___ Trecho citado ___

Quarenta e oito horas depois da revolta, o governo fez publicar varios decretos com o fim, dizia elle, de supprir as deficiencias da legislação então vigente «provendo á necessidade de reprimir de prompto e punir com severidade os attentados commettidos contra a ordem publica, segurança do Estado e suas instituições». Por um d'esses decretos entregava á exclusiva competencia dos tribunaes militares, o conhecimento e o julgamento do crime de rebellião, aliás previsto e punido no codigo penal portuguez. Na cidade do Porto, não faltavam edificios onde podessem funccionar os conselhos de guerra nem cadeias onde acumular os individuos presos como implicados na revolta. Mas o governo receiou que a população se interessasse demasiadamente pelo espectaculo dos julgamentos e assim decidiu que os conselhos de guerra reunissem a bordo de navios de guerra.

Para esse effeito, collocaram no porto de Leixões o transporte India, a corveta Bartholomeu Dias, e o vapor da Mala Real, Moçambique, guarnecido com marinheiros da Sado. Como deposito de prisioneiros juntaram a estes tres navios um velho pontão incapaz de navegar. Para o Moçambique foram mandados João Chagas, Santos Cardoso, o capitão Leitão, tenentes Coelho e Homem Christo, as praças do regimento de caçadores 9 e os civis: Miguel Verdial, Felizardo de Lima, Santos Silva, o abbade de S. Nicolau (rev.º Paes Pinto), Eduardo de Sousa, Amoinha Lopes, Thomaz de Brito, Barbosa Junior, Alvarim Pimenta, José Durão, Pereira da Costa, Gomes Alves, Soares das Neves, Pinto de Moura, Pinto de Vasconcellos, Aurelio da Paz dos Reis, Cervaens y Rodrigues, Feito y Sanz e Simões d'Almeida. Para a Bartholomeu Dias foram as praças de infantaria 18 e 10; para o India, o alferes Trindade e os revoltosos da guarda fiscal. Mais tarde, o tenente Coelho passou do Moçambique para aquella corveta. Dos chefes civis do movimento, conseguiram expatriar-se o dr. Alves da Veiga, José Sampaio (Bruno) e Basilio Telles.

Reunidos os conselhos de guerra, os julgamentos decorreram de tal modo que ninguem se illudiu sobre a sorte que estava reservada aos revoltosos. Sabia-se de antemão que sobre elles recahiria o peso d'uma forte condemnação e que quaesquer que fossem os incidentes revelados durante as sessões dos conselhos elles em nada alterariam a sentença já lavrada.

«O tribunal – affirmou-se mezes depois no manifesto dos emigrados da revolução – era uma tão evidente delegação do poder executivo que, em plena audiencia, um dos julgadores, nem sequer resguardando o melindre das conveniencias, declarou que não proseguiria n'um detalhe qualquer de juridicas investigações, em virtude de ordens superiores.

___ Extrato de dados ___

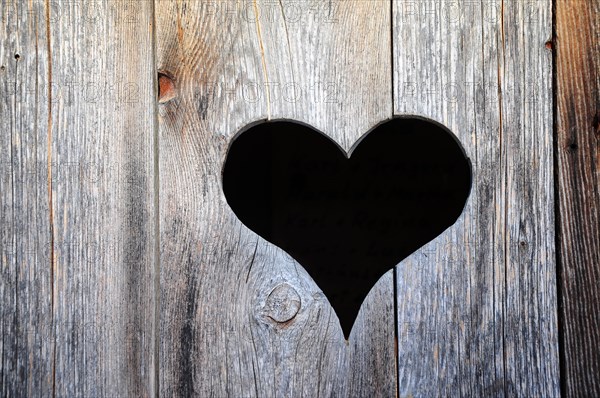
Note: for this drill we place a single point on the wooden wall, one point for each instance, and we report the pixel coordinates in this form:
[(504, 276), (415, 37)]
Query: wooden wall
[(125, 273)]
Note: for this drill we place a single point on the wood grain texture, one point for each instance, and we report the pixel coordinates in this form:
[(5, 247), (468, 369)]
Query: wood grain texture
[(77, 199), (477, 306), (234, 64), (578, 159)]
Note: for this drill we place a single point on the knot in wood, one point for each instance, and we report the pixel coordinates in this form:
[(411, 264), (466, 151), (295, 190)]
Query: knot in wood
[(283, 303), (166, 88)]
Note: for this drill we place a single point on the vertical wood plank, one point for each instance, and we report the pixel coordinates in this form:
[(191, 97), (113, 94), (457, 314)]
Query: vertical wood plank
[(236, 63), (477, 306), (79, 284), (26, 286), (578, 131)]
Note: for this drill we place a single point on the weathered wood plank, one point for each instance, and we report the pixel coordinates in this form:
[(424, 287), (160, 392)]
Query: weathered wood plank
[(78, 288), (477, 306), (234, 63), (577, 121), (27, 348)]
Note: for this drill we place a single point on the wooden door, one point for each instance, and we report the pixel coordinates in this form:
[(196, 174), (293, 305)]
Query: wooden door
[(126, 273)]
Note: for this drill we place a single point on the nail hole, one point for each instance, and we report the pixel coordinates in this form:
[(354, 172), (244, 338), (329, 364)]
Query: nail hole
[(166, 88)]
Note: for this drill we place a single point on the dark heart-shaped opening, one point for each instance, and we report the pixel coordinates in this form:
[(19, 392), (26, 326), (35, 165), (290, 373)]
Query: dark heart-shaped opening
[(347, 220)]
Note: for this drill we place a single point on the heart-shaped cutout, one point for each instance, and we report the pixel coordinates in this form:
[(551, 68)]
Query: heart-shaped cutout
[(347, 220)]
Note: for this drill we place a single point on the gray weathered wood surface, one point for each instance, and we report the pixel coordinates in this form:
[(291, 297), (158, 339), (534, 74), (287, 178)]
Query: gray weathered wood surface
[(237, 63), (77, 199), (125, 273), (477, 306)]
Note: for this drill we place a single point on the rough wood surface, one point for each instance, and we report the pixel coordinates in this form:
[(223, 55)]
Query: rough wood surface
[(477, 306), (94, 174), (77, 199), (238, 316), (578, 162)]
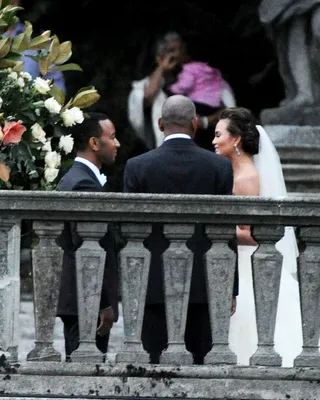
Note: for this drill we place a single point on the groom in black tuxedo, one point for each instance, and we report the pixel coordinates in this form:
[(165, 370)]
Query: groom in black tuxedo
[(178, 166), (95, 144)]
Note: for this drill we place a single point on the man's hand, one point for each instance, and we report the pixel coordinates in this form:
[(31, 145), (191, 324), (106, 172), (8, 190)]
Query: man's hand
[(167, 62), (106, 321), (233, 305)]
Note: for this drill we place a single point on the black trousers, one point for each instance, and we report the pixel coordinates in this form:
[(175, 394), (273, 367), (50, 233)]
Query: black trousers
[(198, 339), (71, 336)]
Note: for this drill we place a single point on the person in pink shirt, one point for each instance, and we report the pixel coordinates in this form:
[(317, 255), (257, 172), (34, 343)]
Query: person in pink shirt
[(202, 84)]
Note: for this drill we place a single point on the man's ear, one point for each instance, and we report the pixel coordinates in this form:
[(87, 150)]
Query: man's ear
[(93, 143), (160, 124)]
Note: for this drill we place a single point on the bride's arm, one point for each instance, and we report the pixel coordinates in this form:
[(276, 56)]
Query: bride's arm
[(248, 186)]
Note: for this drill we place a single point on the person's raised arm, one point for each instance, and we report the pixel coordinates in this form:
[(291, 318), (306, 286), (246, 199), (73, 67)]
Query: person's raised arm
[(156, 80)]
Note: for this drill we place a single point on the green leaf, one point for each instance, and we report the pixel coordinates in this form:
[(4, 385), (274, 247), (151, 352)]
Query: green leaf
[(5, 45), (4, 3), (58, 94), (65, 52), (53, 50), (39, 43), (86, 98), (6, 63), (3, 26), (66, 67), (43, 65)]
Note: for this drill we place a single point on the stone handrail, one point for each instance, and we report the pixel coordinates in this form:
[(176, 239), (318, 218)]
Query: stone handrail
[(101, 207), (179, 214)]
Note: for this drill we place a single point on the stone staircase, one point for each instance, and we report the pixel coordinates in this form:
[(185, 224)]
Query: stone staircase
[(299, 150)]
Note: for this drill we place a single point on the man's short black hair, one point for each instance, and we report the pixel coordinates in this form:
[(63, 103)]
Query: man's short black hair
[(90, 127)]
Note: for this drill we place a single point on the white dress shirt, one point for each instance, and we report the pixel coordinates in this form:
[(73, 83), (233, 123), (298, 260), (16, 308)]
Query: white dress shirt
[(177, 136), (101, 177)]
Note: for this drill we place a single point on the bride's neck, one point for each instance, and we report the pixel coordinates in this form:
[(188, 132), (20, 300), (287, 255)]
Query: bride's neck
[(240, 162)]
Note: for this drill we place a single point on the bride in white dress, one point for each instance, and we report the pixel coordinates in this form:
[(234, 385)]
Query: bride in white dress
[(257, 172)]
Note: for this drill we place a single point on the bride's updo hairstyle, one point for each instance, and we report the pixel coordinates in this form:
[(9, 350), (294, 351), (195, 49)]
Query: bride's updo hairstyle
[(242, 123)]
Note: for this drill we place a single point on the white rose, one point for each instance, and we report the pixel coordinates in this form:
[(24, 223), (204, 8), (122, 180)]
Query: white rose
[(72, 116), (26, 76), (66, 143), (52, 159), (41, 85), (52, 106), (21, 83), (50, 174), (38, 134), (47, 146), (13, 75)]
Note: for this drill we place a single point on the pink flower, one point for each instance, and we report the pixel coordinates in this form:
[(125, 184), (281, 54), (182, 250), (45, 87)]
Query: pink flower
[(12, 132)]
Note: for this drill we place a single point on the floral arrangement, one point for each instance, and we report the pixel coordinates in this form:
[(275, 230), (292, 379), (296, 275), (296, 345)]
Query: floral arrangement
[(34, 115)]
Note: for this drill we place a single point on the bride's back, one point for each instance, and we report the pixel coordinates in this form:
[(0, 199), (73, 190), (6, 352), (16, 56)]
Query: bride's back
[(246, 180)]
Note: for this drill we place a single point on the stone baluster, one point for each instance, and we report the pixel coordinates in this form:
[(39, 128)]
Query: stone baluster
[(10, 235), (46, 269), (220, 273), (90, 264), (266, 266), (309, 280), (135, 265), (177, 264)]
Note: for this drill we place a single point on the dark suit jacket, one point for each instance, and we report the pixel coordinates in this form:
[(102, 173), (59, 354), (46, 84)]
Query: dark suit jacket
[(81, 178), (179, 166)]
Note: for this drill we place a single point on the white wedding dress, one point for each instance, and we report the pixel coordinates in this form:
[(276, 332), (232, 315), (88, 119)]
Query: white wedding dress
[(288, 332)]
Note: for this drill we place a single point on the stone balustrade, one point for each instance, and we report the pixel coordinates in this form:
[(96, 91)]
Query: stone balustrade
[(179, 215)]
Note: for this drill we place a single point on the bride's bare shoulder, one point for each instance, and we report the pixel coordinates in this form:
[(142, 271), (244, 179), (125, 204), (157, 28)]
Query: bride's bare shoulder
[(247, 184)]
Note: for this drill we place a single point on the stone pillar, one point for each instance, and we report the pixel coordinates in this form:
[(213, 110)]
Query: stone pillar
[(135, 264), (46, 267), (177, 264), (220, 272), (90, 263), (10, 236), (267, 265), (309, 280)]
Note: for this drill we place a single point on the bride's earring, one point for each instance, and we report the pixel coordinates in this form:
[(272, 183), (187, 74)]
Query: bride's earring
[(236, 149)]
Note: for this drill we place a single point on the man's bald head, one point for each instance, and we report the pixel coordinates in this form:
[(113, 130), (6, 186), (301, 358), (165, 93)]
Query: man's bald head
[(178, 114)]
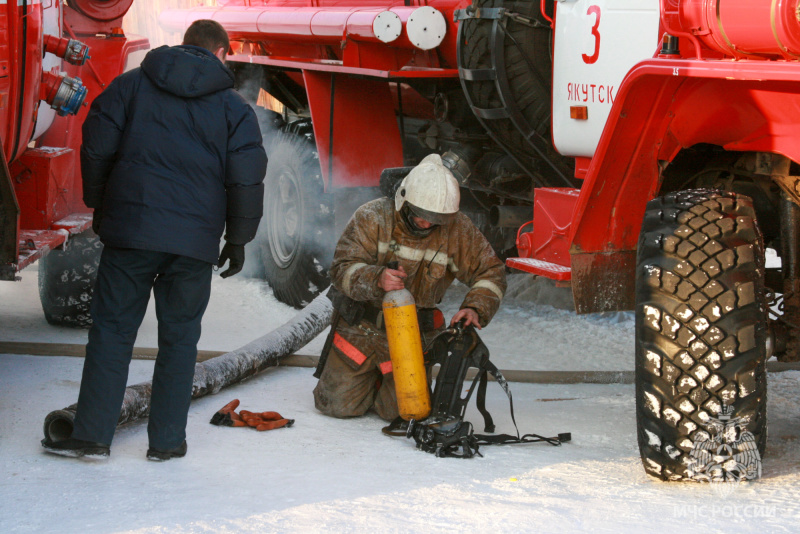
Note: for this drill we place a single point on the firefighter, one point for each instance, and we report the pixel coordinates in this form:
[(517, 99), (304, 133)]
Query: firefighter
[(434, 244), (171, 156)]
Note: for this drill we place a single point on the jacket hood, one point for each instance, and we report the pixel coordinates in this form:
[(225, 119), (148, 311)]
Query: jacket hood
[(186, 71)]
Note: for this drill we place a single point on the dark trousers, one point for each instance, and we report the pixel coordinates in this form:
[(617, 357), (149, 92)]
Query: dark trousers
[(182, 287)]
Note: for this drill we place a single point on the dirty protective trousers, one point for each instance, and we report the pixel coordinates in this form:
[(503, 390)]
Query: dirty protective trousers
[(182, 287)]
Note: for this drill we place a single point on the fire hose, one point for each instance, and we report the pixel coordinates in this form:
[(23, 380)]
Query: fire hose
[(217, 373)]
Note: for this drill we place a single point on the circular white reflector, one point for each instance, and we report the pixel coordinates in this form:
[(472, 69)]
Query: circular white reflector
[(387, 26), (426, 28)]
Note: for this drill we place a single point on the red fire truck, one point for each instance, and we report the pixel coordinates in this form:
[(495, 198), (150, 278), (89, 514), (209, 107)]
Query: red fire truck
[(639, 151), (54, 59), (655, 139)]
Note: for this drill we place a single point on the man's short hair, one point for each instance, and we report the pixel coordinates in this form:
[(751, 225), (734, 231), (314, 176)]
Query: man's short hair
[(208, 34)]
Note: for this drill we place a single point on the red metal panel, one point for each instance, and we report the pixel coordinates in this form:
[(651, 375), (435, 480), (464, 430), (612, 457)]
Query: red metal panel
[(663, 105), (33, 244), (108, 61), (43, 178), (366, 137), (552, 217), (339, 67)]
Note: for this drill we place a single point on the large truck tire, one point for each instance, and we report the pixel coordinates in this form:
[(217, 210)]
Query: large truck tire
[(296, 233), (66, 281), (522, 85), (701, 329)]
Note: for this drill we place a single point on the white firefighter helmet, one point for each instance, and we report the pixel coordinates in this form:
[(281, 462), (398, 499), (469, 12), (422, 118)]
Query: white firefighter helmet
[(430, 190)]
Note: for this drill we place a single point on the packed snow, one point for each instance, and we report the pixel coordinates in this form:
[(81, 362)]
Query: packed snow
[(332, 475)]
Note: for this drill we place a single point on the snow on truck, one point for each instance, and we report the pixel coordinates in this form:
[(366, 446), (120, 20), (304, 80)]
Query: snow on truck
[(643, 152)]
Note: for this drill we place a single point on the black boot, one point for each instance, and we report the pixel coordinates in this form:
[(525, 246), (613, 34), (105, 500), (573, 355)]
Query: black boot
[(158, 455)]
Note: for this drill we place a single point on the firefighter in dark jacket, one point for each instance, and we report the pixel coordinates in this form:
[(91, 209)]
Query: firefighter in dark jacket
[(171, 157), (434, 244)]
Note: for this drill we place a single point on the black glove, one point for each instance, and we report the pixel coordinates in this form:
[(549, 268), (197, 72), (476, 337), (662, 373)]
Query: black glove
[(235, 253), (97, 218)]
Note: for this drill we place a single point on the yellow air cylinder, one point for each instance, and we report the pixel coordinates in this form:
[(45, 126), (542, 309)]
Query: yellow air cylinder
[(405, 350)]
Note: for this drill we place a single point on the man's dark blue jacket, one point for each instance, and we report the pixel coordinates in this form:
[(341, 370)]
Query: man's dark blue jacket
[(171, 154)]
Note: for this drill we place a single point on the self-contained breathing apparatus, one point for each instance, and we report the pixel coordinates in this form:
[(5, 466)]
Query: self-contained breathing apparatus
[(444, 432), (449, 356)]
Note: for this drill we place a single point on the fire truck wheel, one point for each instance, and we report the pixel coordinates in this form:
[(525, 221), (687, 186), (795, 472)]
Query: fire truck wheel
[(66, 281), (525, 69), (296, 230), (701, 330)]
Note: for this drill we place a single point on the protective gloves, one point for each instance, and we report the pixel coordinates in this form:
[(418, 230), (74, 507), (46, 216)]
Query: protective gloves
[(234, 253), (260, 421)]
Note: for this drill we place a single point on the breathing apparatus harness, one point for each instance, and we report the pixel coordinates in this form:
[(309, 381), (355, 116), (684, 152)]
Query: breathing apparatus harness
[(444, 432)]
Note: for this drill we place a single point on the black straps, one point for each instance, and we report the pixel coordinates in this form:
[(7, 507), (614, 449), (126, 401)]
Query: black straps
[(445, 433)]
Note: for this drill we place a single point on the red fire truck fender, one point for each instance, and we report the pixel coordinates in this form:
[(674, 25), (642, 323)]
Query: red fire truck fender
[(662, 107)]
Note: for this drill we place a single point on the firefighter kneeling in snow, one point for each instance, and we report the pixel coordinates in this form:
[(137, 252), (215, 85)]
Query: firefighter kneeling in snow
[(422, 230)]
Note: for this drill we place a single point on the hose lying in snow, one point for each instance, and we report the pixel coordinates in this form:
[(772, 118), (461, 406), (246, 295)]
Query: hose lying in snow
[(217, 373)]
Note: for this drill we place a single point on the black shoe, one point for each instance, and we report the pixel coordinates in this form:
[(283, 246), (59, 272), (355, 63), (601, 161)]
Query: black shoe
[(158, 455), (77, 448)]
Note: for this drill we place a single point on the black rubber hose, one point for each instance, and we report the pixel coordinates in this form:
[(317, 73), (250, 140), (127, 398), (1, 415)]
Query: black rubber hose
[(217, 373)]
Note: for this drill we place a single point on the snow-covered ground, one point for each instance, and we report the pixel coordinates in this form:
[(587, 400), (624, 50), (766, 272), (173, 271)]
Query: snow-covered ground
[(527, 333), (344, 475)]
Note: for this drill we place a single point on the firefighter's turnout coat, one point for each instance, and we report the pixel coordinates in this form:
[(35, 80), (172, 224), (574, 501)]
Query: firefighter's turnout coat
[(358, 371)]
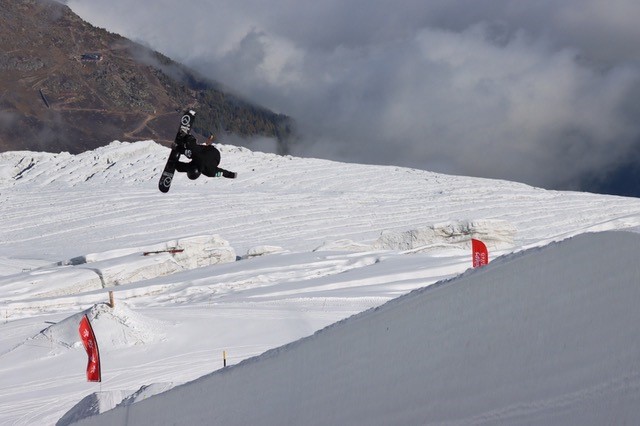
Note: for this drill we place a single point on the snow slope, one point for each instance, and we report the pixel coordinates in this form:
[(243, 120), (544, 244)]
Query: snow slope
[(501, 345), (315, 242)]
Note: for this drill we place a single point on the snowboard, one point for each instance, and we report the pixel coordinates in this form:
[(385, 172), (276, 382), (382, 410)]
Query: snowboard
[(186, 122)]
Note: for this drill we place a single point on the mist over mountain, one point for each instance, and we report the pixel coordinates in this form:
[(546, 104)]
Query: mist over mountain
[(66, 85)]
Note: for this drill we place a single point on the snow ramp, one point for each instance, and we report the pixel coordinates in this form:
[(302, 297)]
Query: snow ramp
[(545, 336)]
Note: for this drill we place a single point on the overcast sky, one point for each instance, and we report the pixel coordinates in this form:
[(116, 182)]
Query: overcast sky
[(542, 92)]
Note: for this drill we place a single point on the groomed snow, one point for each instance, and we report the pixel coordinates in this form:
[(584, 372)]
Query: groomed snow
[(290, 247)]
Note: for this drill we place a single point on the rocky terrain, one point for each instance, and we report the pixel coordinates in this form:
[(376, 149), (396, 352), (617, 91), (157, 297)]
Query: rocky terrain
[(66, 85)]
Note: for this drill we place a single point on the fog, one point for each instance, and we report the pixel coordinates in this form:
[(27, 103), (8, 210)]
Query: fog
[(538, 92)]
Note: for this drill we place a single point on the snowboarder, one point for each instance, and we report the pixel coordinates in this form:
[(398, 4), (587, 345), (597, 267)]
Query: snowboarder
[(205, 158)]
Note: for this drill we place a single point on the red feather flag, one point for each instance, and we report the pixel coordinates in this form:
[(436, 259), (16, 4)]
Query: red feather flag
[(91, 346), (480, 254)]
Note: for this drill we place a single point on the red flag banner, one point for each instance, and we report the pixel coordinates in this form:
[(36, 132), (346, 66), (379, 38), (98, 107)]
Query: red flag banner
[(479, 253), (91, 345)]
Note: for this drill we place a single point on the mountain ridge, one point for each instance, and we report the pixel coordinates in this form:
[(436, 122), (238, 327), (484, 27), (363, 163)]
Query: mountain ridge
[(69, 86)]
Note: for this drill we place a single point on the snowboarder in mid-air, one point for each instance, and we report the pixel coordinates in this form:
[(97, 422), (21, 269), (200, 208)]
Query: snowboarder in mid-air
[(204, 158)]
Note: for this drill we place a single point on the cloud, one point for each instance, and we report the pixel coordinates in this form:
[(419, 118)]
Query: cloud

___

Instruções
Reescreva a parte do texto sobre os julgamentos da revolta que começa em "Reunidos os conselhos" e vai até "sentença já lavrada.", pondo "insurgentes" no lugar de "revoltosos".

Resolução da tarefa
Reunidos os conselhos de guerra, os julgamentos decorreram de tal modo que ninguem se illudiu sobre a sorte que estava reservada aos insurgentes. Sabia-se de antemão que sobre elles recahiria o peso d'uma forte condemnação e que quaesquer que fossem os incidentes revelados durante as sessões dos conselhos elles em nada alterariam a sentença já lavrada.